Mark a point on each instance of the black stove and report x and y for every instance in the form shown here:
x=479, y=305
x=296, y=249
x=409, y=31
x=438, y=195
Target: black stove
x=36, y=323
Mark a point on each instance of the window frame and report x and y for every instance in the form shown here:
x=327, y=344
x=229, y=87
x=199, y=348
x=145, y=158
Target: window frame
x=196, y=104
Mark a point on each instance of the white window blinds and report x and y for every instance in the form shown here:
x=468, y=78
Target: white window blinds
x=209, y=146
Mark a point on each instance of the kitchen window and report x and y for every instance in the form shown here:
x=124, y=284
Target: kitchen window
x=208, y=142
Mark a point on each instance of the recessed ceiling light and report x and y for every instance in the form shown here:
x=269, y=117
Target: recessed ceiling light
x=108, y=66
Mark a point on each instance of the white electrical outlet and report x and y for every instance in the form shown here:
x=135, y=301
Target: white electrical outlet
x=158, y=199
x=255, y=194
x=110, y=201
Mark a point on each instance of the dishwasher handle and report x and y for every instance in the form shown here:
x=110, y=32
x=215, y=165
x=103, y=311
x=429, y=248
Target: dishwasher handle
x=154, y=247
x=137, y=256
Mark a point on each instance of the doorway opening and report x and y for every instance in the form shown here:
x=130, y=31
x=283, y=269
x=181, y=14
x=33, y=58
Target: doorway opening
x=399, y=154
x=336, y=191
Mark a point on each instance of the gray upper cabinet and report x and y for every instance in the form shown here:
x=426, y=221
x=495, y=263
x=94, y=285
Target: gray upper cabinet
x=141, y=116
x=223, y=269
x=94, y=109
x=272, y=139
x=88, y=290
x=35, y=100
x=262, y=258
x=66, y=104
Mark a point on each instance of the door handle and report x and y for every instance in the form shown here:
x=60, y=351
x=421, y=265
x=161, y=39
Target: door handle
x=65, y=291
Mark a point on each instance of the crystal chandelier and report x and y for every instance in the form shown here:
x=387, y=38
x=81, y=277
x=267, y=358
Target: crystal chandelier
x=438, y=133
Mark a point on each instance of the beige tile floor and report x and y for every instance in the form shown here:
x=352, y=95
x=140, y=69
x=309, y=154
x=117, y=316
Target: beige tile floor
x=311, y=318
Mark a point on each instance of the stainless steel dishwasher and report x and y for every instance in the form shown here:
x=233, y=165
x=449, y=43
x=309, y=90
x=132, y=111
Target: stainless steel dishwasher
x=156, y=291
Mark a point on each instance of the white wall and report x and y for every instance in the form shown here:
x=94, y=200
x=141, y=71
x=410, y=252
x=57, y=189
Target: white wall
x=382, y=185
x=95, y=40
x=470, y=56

****************

Exercise prompt:
Each entry must appear again in the answer exactly as written.

Written response:
Mark a point on each instance of the black stove and report x and y for every instance in the form shown here:
x=479, y=305
x=296, y=249
x=409, y=31
x=438, y=195
Target: black stove
x=36, y=323
Mark a point on each instance of the window frame and report x and y for every instance in the form shown here:
x=327, y=344
x=229, y=87
x=199, y=348
x=145, y=158
Target: window frame
x=196, y=104
Mark a point on each instance of the white window blinds and report x and y for every instance in the form shown here:
x=468, y=78
Target: white window blinds
x=209, y=146
Mark a point on each instance of the kitchen window and report x and y for every instance in the form shown here:
x=124, y=284
Target: kitchen window
x=208, y=142
Mark a point on each instance of the recessed ceiling light and report x and y for every instance in the form shown here:
x=269, y=117
Target: recessed ceiling light
x=108, y=66
Mark a point on each instance of the white electrical outlet and report x and y for every instance in the form shown here:
x=135, y=301
Target: white electrical outlet
x=158, y=199
x=255, y=194
x=110, y=201
Mark a point on each instance of the dishwasher handle and report x and y for every instance in the form shown here:
x=110, y=32
x=215, y=165
x=103, y=311
x=429, y=248
Target: dishwasher handle
x=154, y=247
x=137, y=256
Mark a point on each instance of the doorway opening and report x and y for every instance in the form shown here:
x=130, y=31
x=283, y=269
x=181, y=14
x=33, y=58
Target: doorway opening
x=399, y=154
x=336, y=191
Mark a point on each instance of the gray upper cabinet and report x and y for every instance in the form shown here:
x=426, y=221
x=495, y=263
x=94, y=285
Target: gray upper cabinet
x=141, y=116
x=223, y=269
x=94, y=109
x=272, y=139
x=88, y=290
x=35, y=100
x=262, y=258
x=66, y=104
Mark a point on each instance of the door handle and report x and y for every instance in the form shown here:
x=60, y=351
x=421, y=265
x=161, y=39
Target: door handle
x=65, y=291
Mark a point on each instance of the crystal chandelier and report x and y for every instance in the form shown here:
x=387, y=38
x=81, y=277
x=267, y=358
Target: crystal chandelier
x=438, y=133
Mark a point on each instance of the beige tile floor and report x and y for every instance in the form shown here:
x=352, y=95
x=140, y=69
x=309, y=154
x=117, y=316
Target: beige tile floor
x=311, y=318
Mark a point on each instance of the stainless steel dishwasher and report x and y for every instance in the form shown here:
x=233, y=165
x=449, y=43
x=309, y=90
x=132, y=111
Target: stainless steel dishwasher
x=156, y=291
Mark a point on each instance of the white wall and report x and y for every instance in the form shown here:
x=94, y=200
x=141, y=71
x=410, y=252
x=57, y=189
Target: white wall
x=382, y=185
x=95, y=40
x=470, y=56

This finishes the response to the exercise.